[STATED GOAL]
Find every line below that contains the string "shoelace" with matching case, and copy each one.

[DATASET RECORDS]
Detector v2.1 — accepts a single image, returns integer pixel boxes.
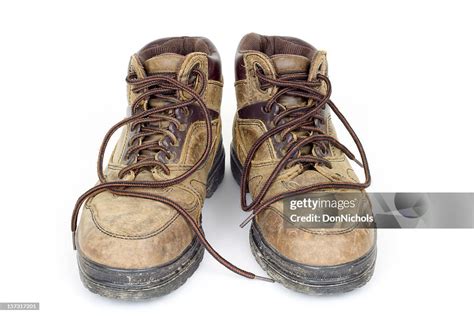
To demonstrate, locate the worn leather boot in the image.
[231,34,376,294]
[72,37,232,299]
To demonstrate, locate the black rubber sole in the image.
[77,144,225,300]
[231,144,377,295]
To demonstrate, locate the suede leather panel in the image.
[76,40,222,269]
[233,39,375,266]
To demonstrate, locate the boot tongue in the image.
[143,53,185,75]
[271,54,311,108]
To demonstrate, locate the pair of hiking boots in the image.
[71,33,376,299]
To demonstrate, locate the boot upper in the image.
[76,37,222,269]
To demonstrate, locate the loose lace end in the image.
[239,213,255,228]
[254,275,275,283]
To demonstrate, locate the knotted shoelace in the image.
[71,69,273,282]
[240,71,371,227]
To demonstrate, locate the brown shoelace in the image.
[71,69,273,282]
[240,71,371,227]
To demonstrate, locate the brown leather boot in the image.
[72,37,243,299]
[231,34,376,294]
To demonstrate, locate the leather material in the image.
[77,38,222,269]
[233,34,375,266]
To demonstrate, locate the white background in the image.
[0,0,474,315]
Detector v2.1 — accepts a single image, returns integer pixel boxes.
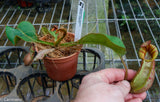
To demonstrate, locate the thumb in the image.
[116,80,131,97]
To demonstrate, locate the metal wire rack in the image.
[0,0,160,102]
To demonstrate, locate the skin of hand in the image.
[74,68,146,102]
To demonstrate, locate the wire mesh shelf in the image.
[0,0,160,102]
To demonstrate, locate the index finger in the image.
[96,68,136,83]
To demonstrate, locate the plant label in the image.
[75,0,85,41]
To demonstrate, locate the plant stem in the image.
[120,57,128,80]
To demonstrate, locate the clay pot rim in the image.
[44,51,80,61]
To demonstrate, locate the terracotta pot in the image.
[44,52,79,81]
[37,32,82,81]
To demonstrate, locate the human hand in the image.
[74,68,146,102]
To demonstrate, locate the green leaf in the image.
[41,27,49,35]
[41,27,58,41]
[5,21,54,46]
[77,33,126,57]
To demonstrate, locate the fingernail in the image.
[122,80,130,87]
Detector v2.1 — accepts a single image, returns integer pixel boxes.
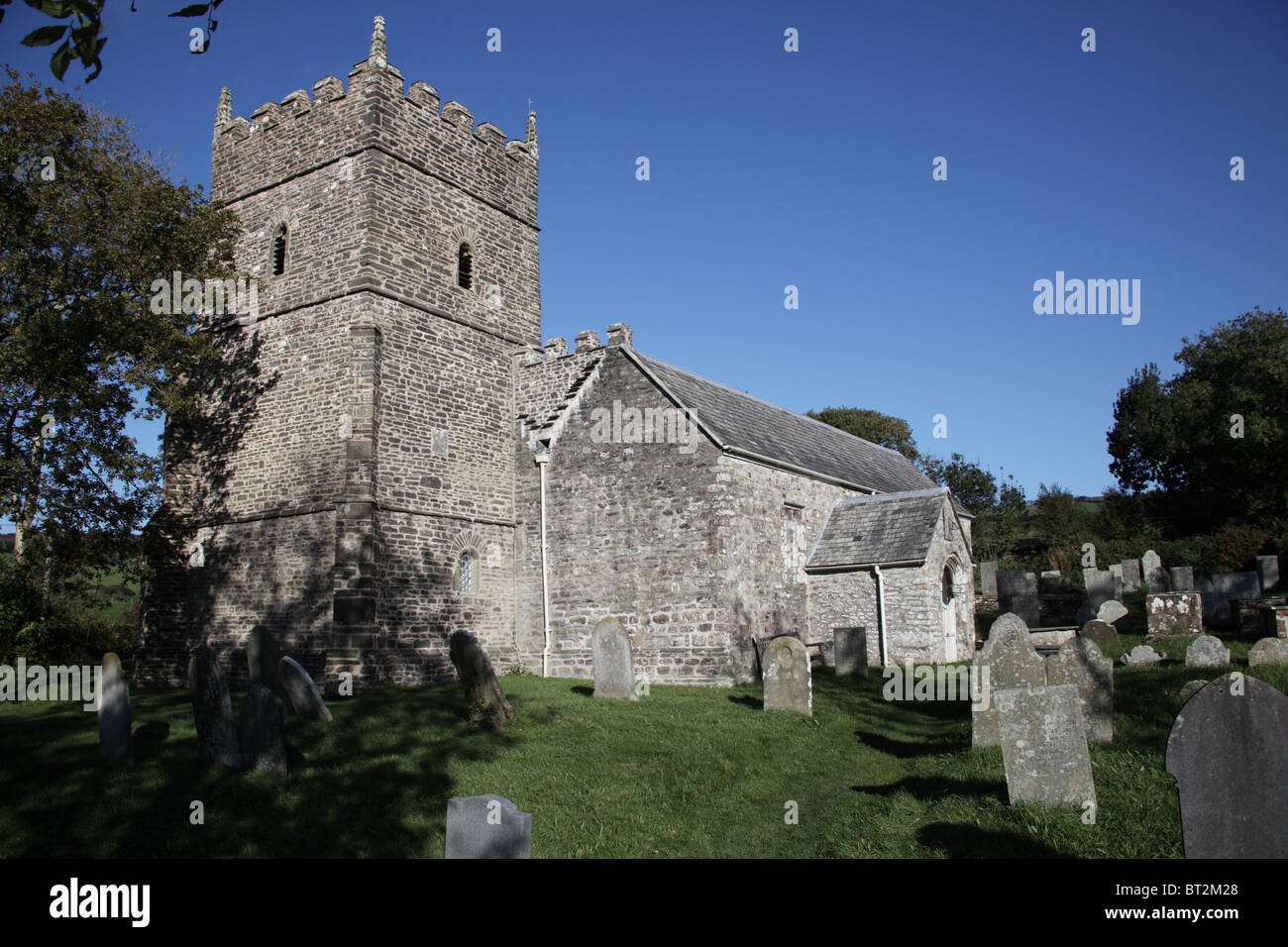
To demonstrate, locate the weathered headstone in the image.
[765,635,814,716]
[1145,591,1203,638]
[971,613,1046,746]
[1078,618,1124,651]
[188,644,241,770]
[993,684,1096,811]
[979,562,997,598]
[275,657,331,723]
[448,629,514,721]
[590,618,639,701]
[1248,638,1288,668]
[237,683,286,776]
[1167,673,1288,858]
[1257,556,1279,591]
[832,627,868,678]
[1046,638,1115,743]
[1185,635,1231,668]
[445,792,532,858]
[246,625,280,690]
[98,651,134,766]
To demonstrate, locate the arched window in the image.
[456,549,478,595]
[456,241,474,290]
[273,224,286,275]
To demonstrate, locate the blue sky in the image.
[0,0,1288,497]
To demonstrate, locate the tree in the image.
[0,0,224,82]
[807,407,919,460]
[1108,308,1288,528]
[0,69,240,586]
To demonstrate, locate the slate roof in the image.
[805,487,948,570]
[623,349,943,493]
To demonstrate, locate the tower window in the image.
[273,224,286,275]
[456,243,474,290]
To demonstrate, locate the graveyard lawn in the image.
[0,659,1288,858]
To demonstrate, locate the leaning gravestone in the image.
[98,651,134,766]
[1046,638,1115,743]
[1185,635,1231,668]
[246,625,280,690]
[239,683,286,776]
[188,644,241,770]
[970,614,1046,746]
[1167,673,1288,858]
[1248,638,1288,668]
[590,618,639,701]
[448,629,514,721]
[1078,618,1124,651]
[765,635,814,716]
[832,627,868,678]
[445,792,532,858]
[275,657,331,723]
[993,684,1096,811]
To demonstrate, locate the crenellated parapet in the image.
[211,18,538,226]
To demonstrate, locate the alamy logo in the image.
[590,401,698,454]
[0,657,103,710]
[49,878,152,927]
[1033,269,1140,326]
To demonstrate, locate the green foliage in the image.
[807,407,919,460]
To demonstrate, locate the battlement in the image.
[210,17,538,227]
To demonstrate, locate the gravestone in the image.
[1167,673,1288,858]
[1185,635,1231,668]
[98,651,134,766]
[1078,618,1124,651]
[445,792,532,858]
[993,684,1096,811]
[237,683,286,776]
[971,614,1046,746]
[188,644,241,770]
[246,625,280,690]
[765,635,814,716]
[832,627,868,678]
[1046,638,1115,743]
[1118,559,1140,592]
[979,562,997,598]
[1145,591,1203,640]
[1257,556,1279,591]
[1140,549,1172,592]
[274,657,331,723]
[590,618,639,701]
[1248,638,1288,668]
[448,629,514,723]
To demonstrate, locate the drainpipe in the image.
[872,566,890,668]
[536,450,550,678]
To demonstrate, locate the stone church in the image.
[136,18,974,690]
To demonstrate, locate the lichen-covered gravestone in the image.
[993,684,1096,811]
[590,618,639,701]
[1046,638,1115,743]
[1185,635,1231,668]
[1167,673,1288,858]
[971,614,1046,746]
[98,651,134,766]
[275,657,331,723]
[832,627,868,678]
[188,644,241,770]
[443,792,532,858]
[448,629,514,723]
[765,635,814,716]
[239,683,286,776]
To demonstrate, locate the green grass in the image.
[0,654,1288,858]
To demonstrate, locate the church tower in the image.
[136,17,541,690]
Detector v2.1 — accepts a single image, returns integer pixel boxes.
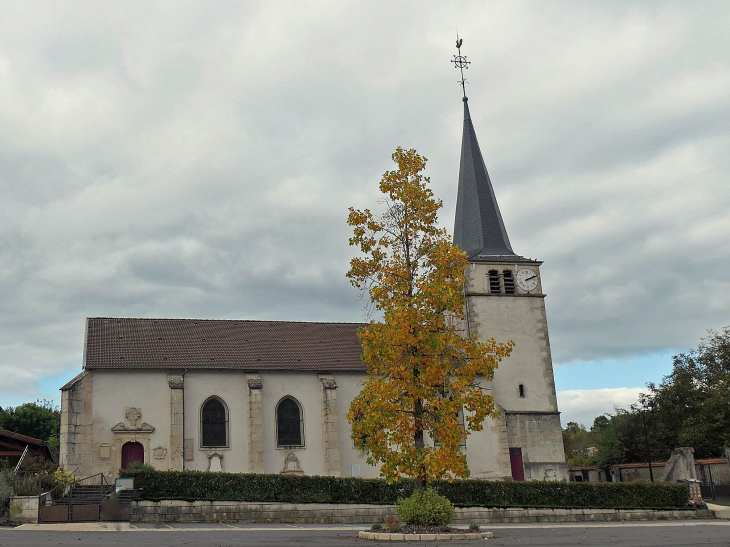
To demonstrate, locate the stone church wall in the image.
[61,369,528,480]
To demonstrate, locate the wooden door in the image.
[122,443,144,469]
[509,448,525,481]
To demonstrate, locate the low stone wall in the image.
[132,500,713,524]
[10,496,38,524]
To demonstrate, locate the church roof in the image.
[84,317,366,372]
[454,97,522,261]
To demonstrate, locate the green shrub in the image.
[127,462,156,473]
[395,488,454,526]
[120,470,689,509]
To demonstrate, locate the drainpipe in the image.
[183,369,188,471]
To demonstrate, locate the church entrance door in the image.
[122,443,144,469]
[509,448,525,481]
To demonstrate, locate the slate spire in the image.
[454,97,518,260]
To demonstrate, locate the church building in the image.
[60,97,568,481]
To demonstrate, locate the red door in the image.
[509,448,525,481]
[122,443,144,469]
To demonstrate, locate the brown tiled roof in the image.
[84,317,365,371]
[0,429,46,446]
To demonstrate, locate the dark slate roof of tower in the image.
[454,97,522,260]
[84,317,366,372]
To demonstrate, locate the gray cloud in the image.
[0,2,730,397]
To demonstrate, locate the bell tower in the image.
[453,41,568,480]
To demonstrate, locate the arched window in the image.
[276,397,304,447]
[502,270,515,294]
[122,442,144,469]
[489,270,502,294]
[200,397,228,448]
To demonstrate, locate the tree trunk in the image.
[413,399,426,490]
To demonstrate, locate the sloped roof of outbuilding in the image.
[84,317,366,371]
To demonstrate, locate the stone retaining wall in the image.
[10,496,38,524]
[132,500,713,524]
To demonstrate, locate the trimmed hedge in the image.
[121,471,689,509]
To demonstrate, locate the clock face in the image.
[517,268,537,292]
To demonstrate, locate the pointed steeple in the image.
[454,97,518,260]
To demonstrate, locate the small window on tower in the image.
[489,270,502,294]
[503,270,515,294]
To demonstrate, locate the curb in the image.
[359,532,494,541]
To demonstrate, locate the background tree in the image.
[641,327,730,458]
[347,148,512,488]
[0,399,61,450]
[563,422,594,467]
[563,327,730,468]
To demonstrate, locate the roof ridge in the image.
[87,317,369,325]
[0,429,46,445]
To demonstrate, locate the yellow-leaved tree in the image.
[347,148,512,488]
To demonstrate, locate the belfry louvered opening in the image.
[489,270,502,294]
[502,270,515,294]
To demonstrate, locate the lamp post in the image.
[640,401,656,482]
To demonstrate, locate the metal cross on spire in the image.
[451,34,471,98]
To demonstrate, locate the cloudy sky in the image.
[0,0,730,425]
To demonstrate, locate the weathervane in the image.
[451,34,471,99]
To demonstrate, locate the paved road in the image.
[0,520,730,547]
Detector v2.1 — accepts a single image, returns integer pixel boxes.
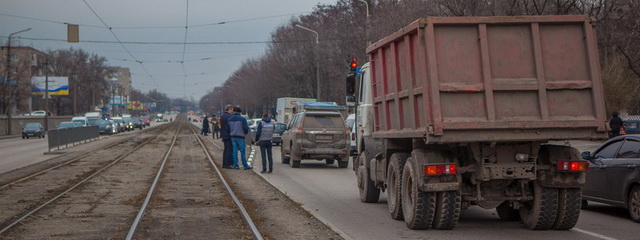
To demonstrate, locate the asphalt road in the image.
[232,141,640,240]
[0,115,176,173]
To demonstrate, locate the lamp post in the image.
[294,24,320,101]
[2,28,31,115]
[358,0,371,47]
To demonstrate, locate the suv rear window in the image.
[303,115,344,127]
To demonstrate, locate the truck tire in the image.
[520,182,558,230]
[387,153,411,220]
[433,191,461,230]
[356,154,380,203]
[280,148,291,164]
[401,158,436,230]
[325,158,336,165]
[338,158,349,168]
[552,188,582,230]
[496,201,520,221]
[627,186,640,222]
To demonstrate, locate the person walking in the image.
[229,107,252,170]
[220,105,233,168]
[211,115,220,139]
[609,112,622,138]
[256,113,276,173]
[202,115,209,136]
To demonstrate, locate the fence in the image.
[48,126,100,151]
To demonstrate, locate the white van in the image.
[71,117,89,127]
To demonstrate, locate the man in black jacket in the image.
[609,112,622,137]
[220,105,233,168]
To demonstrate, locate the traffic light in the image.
[351,58,358,72]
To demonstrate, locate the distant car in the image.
[344,114,358,156]
[56,122,76,129]
[31,110,47,117]
[96,120,118,135]
[111,117,125,132]
[582,135,640,222]
[22,123,44,139]
[280,111,350,168]
[271,123,287,146]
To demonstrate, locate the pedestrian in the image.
[609,112,622,137]
[202,115,209,136]
[256,113,276,173]
[220,105,233,168]
[211,115,220,139]
[229,107,252,170]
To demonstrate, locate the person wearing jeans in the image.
[229,107,252,170]
[256,113,276,173]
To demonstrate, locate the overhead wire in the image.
[82,0,160,86]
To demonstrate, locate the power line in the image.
[82,0,160,86]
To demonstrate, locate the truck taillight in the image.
[422,164,456,175]
[557,161,589,172]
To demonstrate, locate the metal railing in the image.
[47,126,100,152]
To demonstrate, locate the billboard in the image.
[31,77,69,95]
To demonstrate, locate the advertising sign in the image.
[31,77,69,95]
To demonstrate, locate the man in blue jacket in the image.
[220,105,233,168]
[256,113,275,173]
[229,107,252,170]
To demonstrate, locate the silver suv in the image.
[280,111,350,168]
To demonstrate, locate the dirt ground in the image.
[0,124,342,239]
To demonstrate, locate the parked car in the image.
[71,117,89,127]
[56,122,76,129]
[344,114,358,157]
[111,117,125,132]
[131,118,144,129]
[22,123,44,139]
[96,120,118,135]
[582,135,640,222]
[30,110,47,117]
[280,111,349,168]
[271,123,287,146]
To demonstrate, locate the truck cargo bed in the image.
[367,16,606,143]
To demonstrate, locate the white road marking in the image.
[573,228,617,240]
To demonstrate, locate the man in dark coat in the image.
[609,112,622,137]
[220,105,233,168]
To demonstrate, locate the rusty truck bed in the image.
[367,16,606,143]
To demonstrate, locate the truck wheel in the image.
[552,188,582,230]
[433,191,461,230]
[289,157,302,168]
[401,158,436,230]
[496,201,520,221]
[520,182,558,230]
[338,158,349,168]
[387,153,410,220]
[280,148,291,164]
[628,186,640,222]
[356,153,380,203]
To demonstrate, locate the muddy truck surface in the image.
[347,16,605,230]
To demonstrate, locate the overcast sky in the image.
[0,0,336,101]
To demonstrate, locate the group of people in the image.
[214,105,275,173]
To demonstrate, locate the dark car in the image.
[271,123,287,145]
[131,118,144,129]
[56,122,76,129]
[280,111,350,168]
[582,135,640,222]
[22,123,44,139]
[96,120,118,135]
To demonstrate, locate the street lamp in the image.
[293,24,320,101]
[2,28,31,115]
[358,0,371,47]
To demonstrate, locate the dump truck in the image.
[346,16,606,230]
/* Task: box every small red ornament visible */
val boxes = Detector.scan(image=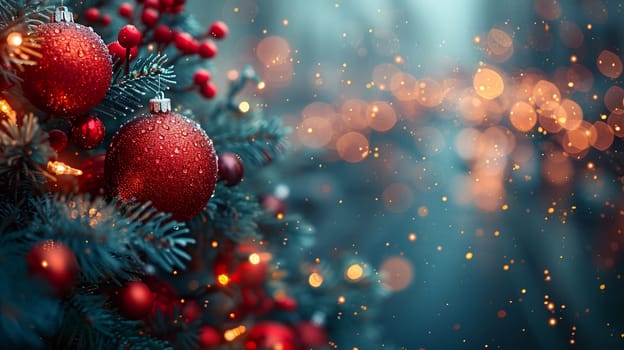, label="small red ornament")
[208,21,230,40]
[105,92,217,221]
[199,326,221,349]
[20,6,113,115]
[26,240,78,292]
[72,115,106,149]
[214,243,269,288]
[219,152,245,186]
[78,153,106,197]
[199,81,217,99]
[245,321,297,350]
[118,281,154,320]
[48,129,68,153]
[193,69,212,86]
[294,321,329,349]
[197,40,219,59]
[117,24,143,49]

[RESPONSE BELOW]
To demonstrate, locate the knotted shoelace in the image.
To demonstrate, locate the brown shoelace in the image.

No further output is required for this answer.